### TAREAS POR REALIZAR
A. Indica si cada afirmación coincide con el relato del accidente de Stiven: (i) Stiven se marchó a las 2:30 de la mañana; (ii) el auto implicado quedó volcado a veinte metros del cuerpo; (iii) el primer informe clínico señalaba una fractura en la pierna izquierda. Responde sí o no en cada caso y cita textualmente las palabras del relato que lo deciden.
B. Prosigue el relato del accidente de Stiven a partir de la última oración que aparece.

### FRAGMENTO DEL DOCUMENTO
┄┄┄┄┄┄
La madrugada se asomó y Stiven decidió partir a las 2:30 de la mañana, tambaleando un poco por los efectos del alcohol, camina hasta la calle en compañía de Jhon, uno de sus compañeros y amigos, se despiden y ambos toman vías opuestas.
En el silencio oscuro de la ciudad, la lluvia incesante empañaba los vidrios de los vehículos que transitaban, en ese momento, el chico cubrió su cabeza con la capucha de la chaqueta para cruzar el carril, pero de repente, un estruendoso ruido paralizó por completo los pocos transeúntes que circulaban, algunos taxistas se detuvieron a detallar el suceso, el panorama era angustiante, un cuerpo arrollado y el auto implicado totalmente volcado a diez metros de distancia.
A simple vista las gotas de sangre sobresalían del cuerpo de aquel muchacho, con sus jeans rotos y unos cuantos raspones en su rostro, brazos y piernas. El impacto fue tan fuerte que, a pocos metros de distancia Jhon se percató de algo extraño y se devolvió. Al regresar la escena era impactante, inmediatamente los gritos de auxilio alertaron a sus demás amigos que solicitaron ayuda.
A las 2:50 de la madrugada, la noticia llegó a oídos de María, la madre de Stiven, sobresaltada y abrumada, se cambió, tomó su bolso y se movilizó al lugar. La Clínica del Occidente fue la encargada de recibir el trágico accidente, el primer informe clínico se basaba en una fractura en su pierna derecha, esto detuvo la angustia de la mujer, pero tras horas de permanecer en observación a la espera de un dictamen oficial, un médico fijó su mirada en el joven, pues algo llamó su atención, alzó la sábana que cubría la mitad de su cuerpo y palpó suavemente su abdomen, a partir de ese instante su destino dio un giro abismal.
— En ese momento me preocupé porque sabía que algo grave estaba pasando—, recuerda su madre el triste momento con sus ojos nublados de tristeza.
Después de un par de ecografías, el resultado se basó en un politraumatismo abdominal, su hígado y páncreas se habían reventado causando una hemorragia interna, que lo obligó a ser intervenido quirúrgicamente, pero las probabilidades de vida eran mínimas, casi nulas.
┄┄┄┄┄┄
### DATOS
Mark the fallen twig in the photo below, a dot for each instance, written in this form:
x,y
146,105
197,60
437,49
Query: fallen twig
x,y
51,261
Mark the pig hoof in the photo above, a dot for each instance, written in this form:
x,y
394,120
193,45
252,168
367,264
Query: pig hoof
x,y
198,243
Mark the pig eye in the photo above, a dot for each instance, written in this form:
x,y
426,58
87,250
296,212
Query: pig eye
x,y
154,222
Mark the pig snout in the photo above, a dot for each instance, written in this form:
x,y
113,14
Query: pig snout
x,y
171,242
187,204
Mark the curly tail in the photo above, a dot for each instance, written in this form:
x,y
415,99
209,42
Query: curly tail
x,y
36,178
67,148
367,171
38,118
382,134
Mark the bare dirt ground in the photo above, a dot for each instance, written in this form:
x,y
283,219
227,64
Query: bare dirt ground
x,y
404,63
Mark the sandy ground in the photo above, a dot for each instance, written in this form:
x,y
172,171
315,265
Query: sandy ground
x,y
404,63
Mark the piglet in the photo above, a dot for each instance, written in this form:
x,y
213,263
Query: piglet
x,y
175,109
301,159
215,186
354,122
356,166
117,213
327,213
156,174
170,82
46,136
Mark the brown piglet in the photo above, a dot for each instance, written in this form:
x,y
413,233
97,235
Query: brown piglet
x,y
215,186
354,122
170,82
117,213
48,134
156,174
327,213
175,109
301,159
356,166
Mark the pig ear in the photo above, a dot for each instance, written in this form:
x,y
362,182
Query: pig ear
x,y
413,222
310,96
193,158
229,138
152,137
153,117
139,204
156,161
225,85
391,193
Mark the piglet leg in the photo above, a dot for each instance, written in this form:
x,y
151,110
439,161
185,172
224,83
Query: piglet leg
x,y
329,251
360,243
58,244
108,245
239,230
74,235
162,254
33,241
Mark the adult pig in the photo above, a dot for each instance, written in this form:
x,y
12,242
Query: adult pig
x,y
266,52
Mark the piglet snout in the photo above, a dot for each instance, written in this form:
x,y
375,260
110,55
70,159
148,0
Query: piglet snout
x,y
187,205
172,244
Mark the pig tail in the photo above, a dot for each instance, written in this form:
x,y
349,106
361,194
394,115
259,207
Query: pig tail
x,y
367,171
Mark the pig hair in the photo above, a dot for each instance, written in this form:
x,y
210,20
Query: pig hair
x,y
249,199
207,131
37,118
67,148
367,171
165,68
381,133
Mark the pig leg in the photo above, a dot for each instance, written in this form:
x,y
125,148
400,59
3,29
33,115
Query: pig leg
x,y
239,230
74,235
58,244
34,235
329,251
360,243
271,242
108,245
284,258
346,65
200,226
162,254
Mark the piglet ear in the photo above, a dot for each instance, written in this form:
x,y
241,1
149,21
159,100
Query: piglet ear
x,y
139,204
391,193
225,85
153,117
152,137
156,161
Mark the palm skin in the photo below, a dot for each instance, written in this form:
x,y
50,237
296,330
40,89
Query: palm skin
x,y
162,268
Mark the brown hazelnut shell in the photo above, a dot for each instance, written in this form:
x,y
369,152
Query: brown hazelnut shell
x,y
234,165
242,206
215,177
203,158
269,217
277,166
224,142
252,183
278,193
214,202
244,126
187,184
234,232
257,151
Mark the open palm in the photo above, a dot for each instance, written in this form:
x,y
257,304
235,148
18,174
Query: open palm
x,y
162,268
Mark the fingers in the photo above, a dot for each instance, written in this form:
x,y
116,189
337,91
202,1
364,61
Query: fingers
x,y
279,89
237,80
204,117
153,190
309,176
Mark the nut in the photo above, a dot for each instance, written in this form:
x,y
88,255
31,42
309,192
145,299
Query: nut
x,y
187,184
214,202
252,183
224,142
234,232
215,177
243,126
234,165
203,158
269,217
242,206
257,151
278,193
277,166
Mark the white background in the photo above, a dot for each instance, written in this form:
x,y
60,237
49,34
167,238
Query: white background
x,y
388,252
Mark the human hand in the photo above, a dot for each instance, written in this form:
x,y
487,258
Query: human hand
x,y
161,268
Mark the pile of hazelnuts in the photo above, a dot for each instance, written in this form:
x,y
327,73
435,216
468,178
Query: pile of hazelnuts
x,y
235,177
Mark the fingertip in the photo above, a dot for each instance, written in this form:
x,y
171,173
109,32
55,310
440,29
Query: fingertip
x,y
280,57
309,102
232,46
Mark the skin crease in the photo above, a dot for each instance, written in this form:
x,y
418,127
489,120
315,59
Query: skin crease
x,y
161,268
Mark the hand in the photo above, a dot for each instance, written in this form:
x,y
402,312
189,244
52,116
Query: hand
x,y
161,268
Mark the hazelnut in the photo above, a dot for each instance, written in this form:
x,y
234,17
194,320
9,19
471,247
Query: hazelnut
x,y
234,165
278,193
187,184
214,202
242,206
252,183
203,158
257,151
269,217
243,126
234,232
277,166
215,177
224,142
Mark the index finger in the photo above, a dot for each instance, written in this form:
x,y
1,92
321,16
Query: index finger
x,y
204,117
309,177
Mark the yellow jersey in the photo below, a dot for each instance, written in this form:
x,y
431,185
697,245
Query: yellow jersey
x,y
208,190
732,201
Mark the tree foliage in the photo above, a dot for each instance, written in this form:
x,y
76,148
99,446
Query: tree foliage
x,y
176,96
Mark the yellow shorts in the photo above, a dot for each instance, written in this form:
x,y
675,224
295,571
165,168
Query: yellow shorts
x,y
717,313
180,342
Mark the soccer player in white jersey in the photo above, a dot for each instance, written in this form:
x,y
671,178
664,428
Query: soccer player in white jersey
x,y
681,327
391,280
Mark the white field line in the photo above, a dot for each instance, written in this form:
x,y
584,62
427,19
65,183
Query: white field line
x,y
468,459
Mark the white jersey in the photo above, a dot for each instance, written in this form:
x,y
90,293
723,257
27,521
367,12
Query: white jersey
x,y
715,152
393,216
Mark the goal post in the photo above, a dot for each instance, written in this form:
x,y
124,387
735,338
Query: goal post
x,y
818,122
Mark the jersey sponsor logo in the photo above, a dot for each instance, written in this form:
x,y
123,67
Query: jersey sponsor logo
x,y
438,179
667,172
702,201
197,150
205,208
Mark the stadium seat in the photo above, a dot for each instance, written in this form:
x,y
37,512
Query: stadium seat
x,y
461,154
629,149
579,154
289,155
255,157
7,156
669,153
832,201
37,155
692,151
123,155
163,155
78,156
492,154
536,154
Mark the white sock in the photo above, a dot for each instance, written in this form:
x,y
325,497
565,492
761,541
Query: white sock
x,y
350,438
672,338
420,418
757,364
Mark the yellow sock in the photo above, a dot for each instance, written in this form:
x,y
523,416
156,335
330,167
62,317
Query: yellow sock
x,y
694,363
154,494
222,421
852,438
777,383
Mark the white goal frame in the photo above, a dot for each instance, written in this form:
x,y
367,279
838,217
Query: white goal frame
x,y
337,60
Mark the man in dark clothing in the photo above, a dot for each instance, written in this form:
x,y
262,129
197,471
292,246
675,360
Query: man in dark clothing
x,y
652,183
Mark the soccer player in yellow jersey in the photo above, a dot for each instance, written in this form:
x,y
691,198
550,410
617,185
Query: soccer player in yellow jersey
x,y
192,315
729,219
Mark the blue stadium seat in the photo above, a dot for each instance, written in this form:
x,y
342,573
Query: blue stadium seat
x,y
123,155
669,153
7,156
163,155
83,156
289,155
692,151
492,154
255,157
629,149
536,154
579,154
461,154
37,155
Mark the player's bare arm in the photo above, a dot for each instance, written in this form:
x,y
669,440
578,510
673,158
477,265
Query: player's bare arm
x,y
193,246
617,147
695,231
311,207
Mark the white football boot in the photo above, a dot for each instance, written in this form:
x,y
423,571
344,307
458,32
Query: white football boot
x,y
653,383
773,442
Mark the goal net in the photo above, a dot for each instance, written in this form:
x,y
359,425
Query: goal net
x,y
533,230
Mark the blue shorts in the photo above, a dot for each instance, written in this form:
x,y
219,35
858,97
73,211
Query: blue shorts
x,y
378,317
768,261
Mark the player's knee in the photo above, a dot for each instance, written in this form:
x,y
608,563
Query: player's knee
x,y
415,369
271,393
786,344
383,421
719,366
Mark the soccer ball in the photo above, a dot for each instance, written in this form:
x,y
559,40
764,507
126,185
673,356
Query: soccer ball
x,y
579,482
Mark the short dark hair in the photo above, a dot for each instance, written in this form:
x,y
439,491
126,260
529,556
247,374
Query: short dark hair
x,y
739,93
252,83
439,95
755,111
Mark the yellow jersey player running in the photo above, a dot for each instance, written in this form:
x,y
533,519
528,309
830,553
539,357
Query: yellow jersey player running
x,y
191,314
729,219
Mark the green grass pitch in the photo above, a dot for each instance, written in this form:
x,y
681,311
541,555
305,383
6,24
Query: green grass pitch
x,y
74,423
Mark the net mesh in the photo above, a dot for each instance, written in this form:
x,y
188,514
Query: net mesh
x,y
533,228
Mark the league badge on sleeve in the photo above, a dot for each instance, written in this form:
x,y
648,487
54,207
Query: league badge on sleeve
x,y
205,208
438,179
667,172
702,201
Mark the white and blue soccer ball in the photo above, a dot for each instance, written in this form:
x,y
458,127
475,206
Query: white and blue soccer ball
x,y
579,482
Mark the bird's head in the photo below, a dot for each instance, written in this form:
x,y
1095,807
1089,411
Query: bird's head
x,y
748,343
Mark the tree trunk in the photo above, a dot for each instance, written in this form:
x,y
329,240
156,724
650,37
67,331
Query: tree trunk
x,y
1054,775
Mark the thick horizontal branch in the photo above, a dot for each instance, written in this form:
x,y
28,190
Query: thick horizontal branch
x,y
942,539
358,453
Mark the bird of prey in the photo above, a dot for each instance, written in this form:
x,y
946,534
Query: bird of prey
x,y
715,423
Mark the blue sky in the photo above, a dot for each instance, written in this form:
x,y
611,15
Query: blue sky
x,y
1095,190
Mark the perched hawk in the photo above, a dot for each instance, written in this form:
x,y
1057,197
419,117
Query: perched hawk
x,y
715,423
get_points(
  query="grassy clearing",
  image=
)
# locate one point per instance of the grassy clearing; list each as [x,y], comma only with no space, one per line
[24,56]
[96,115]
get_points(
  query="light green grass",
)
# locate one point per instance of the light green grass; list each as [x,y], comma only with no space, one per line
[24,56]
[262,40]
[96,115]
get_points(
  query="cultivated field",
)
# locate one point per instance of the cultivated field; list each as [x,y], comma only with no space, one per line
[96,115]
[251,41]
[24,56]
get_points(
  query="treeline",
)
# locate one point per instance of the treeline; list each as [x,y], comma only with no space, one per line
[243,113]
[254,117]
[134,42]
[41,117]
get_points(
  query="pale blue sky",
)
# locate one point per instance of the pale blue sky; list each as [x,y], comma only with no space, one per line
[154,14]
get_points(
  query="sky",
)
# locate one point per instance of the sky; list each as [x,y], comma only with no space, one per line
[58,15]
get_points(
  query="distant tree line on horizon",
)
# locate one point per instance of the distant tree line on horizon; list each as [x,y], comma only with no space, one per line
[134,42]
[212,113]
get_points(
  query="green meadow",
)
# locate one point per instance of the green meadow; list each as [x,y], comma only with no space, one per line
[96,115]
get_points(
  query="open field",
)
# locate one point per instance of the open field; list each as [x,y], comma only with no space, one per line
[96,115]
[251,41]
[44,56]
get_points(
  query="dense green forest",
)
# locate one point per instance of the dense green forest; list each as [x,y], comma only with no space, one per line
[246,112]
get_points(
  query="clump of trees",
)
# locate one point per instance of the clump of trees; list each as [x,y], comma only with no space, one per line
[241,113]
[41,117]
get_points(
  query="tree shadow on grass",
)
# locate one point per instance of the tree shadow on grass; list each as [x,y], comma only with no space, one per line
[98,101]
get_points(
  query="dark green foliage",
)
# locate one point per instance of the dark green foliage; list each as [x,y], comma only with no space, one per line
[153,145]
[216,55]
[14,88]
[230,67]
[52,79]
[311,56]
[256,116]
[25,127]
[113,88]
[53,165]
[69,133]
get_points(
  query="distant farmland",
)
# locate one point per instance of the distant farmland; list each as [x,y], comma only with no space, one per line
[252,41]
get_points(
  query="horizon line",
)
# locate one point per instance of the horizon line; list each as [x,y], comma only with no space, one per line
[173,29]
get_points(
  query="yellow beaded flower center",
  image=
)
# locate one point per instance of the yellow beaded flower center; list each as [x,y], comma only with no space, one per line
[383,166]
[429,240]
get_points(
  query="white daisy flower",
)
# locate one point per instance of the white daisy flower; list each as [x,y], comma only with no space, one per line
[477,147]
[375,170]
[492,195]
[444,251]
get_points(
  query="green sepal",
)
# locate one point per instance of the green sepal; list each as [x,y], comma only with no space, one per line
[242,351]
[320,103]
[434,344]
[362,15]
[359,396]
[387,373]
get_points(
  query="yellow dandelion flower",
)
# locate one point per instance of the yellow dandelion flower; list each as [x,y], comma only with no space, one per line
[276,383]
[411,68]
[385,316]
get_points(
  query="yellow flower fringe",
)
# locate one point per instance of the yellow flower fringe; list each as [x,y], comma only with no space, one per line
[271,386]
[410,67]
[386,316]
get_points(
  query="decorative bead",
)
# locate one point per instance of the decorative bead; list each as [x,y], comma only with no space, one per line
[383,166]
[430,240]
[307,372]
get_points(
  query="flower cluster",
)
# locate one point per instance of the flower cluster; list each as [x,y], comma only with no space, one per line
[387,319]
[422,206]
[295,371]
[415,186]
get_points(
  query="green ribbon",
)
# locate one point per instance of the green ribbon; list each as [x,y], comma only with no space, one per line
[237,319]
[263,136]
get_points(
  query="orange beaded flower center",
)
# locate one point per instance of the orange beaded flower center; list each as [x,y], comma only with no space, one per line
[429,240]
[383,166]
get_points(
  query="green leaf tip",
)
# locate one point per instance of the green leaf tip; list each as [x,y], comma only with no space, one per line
┄┄┄┄┄┄
### RESPUESTAS ESPERADAS
A.
(i) Sí: «decidió partir a las 2:30 de la mañana».
(ii) No: «el auto implicado totalmente volcado a diez metros de distancia».
(iii) No: «el primer informe clínico se basaba en una fractura en su pierna derecha».

B.
Cuatro días después, su pronóstico era crítico, su cuerpo estaba totalmente inflamado, su pierna estaba paralizada y cubierta con un fijador externo de metal, rodeado de cables y en una sedación profunda permaneció durante veinticinco días. A partir de ese momento fue sometido a constantes cirugías, tres o cuatro por día, al punto, que los especialistas optaron por dejar su abdomen abierto para realizar todos los procedimientos necesarios.
Cumplido el tiempo del coma inducido, sin noción del tiempo y entre alucinaciones, Stiven despertó y allí a su lado estaba su amorosa mamá acariciando su rostro, todos los días estaba a su cuidado como un bebé; así fueron pocos los instantes que transcurrieron con serenidad y esperanza, pues nunca se tuvo un parte de recuperación estable, para la familia el panorama era alarmante, la incertidumbre, el desasosiego y la tristeza fueron los sentimientos que invadieron durante los próximos dos meses, llenos de tratamientos, medicamentos, exámenes y cirugías.
La mañana del 16 de diciembre de 2015, María llegó a la clínica para visitar a su primogénito, pero ya la situación estaba salida de control, el equipo médico le confirmó que el estado de su pequeño se había deteriorado, tanto así que su pulmón, hígado y demás órganos ya estaban destruidos, ahora su labor era guiar a su hijo hasta el último palpitar.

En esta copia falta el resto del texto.